━━━ INPUT RECORDS

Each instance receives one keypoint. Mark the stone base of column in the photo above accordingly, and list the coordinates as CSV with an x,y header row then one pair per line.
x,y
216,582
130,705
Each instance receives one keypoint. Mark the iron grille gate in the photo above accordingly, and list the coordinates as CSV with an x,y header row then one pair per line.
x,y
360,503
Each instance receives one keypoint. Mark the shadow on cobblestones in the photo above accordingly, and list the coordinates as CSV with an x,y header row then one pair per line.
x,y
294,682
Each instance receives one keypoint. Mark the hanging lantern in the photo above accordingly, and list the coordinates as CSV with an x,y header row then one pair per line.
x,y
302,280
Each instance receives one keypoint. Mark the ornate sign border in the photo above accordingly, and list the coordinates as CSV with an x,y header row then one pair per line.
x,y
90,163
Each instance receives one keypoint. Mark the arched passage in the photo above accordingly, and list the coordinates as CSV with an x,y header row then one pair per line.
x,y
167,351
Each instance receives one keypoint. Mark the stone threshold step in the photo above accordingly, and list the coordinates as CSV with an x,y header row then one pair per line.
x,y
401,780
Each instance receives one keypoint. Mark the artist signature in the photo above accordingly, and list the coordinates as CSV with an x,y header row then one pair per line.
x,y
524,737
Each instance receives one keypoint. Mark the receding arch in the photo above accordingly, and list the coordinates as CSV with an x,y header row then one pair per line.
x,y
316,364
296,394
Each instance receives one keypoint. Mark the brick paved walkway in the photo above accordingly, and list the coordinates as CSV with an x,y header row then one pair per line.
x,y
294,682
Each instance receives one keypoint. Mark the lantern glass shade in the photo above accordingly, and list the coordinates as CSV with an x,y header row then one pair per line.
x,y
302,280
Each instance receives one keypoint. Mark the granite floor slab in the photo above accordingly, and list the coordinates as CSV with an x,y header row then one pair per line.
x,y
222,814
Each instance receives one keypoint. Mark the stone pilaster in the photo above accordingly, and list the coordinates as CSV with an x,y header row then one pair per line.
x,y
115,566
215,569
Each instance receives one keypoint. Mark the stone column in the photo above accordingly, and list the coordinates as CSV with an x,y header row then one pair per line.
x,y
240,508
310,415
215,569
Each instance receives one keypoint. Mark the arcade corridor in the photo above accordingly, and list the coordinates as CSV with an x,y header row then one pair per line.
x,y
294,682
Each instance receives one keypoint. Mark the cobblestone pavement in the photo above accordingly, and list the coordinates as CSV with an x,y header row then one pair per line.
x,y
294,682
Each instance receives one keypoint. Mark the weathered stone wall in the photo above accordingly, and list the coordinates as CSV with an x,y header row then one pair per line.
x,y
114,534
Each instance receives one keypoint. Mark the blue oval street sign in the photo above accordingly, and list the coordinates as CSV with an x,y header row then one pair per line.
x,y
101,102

━━━━━━

TASK GOAL → Only an exact copy of the entries above will do.

ANSWER →
Each instance receives one keypoint. Mark the stone base of column in the photo above accordingly, and list the coordinates as CSV with an x,y header row then one pair per line.
x,y
216,582
130,705
Each instance receives one keypoint. Mark the iron grille gate in the photo above accordingly, and list the coordinates as CSV with an x,y header row then one pair per line.
x,y
360,503
Each instance receives one keypoint. Mark the shadow on cobblestones in the photo above accordingly, and list the coordinates as CSV with an x,y header row then one pair per line.
x,y
294,682
Each instance receives one keypoint. Mark the hanging lantern in the photo above accordingly, and list the coordinates as CSV with an x,y header row then one pair per line.
x,y
302,280
Each instance receives one keypoint. Mark the ornate sign border in the photo above accordingly, and list the coordinates as CSV with an x,y header row then one pair per line.
x,y
90,163
Each instance receives one keypoint. Mark the arched passage in the photo above accordingly, and list the coordinates as CSV with an x,y header row then one pair per line.
x,y
167,351
Each instance receives one keypoint. Mark the stone threshold step in the photo above accordingly, and list the coordinates as CSV with an x,y header row then one pair per line.
x,y
401,780
Each instance receives one keypoint. Mark the artist signature in the photo above accordingly, and list the coordinates as CSV with an x,y header row then one pair per line.
x,y
524,737
Each instance receives one keypoint. Mark the receding arch in the photo above accordingly, and list the coordinates as CSV with an x,y header row then one pair per line.
x,y
316,364
296,394
Each instance receives one keypoint. Mark the brick paved walkway in the photo above accordingly, and list the coordinates as CSV with an x,y header row then one pair per line.
x,y
294,682
Each instance receives one keypoint. Mark the lantern glass shade in the photo above accordingly, and list the coordinates as CSV with an x,y header row then one pair per line.
x,y
302,280
Each instance receives one keypoint. Mark the granite floor slab in the photo above accordingly, and list the coordinates as CSV with an x,y header row then one pair per line.
x,y
222,814
Each instance receives one keypoint. Mark the stone pilaster in the photo above accordingly, and list the coordinates as CSV with an x,y header row then one pair per line.
x,y
115,566
215,569
Each instance receives one keypoint. Mark the stone column in the photo above accordingly, and list the coordinates as CSV with an x,y header row then one pair per line.
x,y
240,508
310,415
215,569
Each instance receives one keypoint. Mark the arcade corridor in the photo above accordingly, and list the coordinates as CSV with an x,y header row then one pair per line.
x,y
294,682
Each instance receives one keypoint. Mark the cobblestone pavement in the photo above accordingly, and list the coordinates as CSV with an x,y header row then one pair per line.
x,y
294,682
Each instance receives one keypoint. Mark the weathered stone wall in the photo above accordingly, and list the coordinates as CSV with an x,y header row then one pair per line.
x,y
114,534
Each instance receives one keypoint. Mark the blue oval street sign in the photo above accordingly, and list the coordinates as CSV with an x,y header row then one pair per line.
x,y
101,102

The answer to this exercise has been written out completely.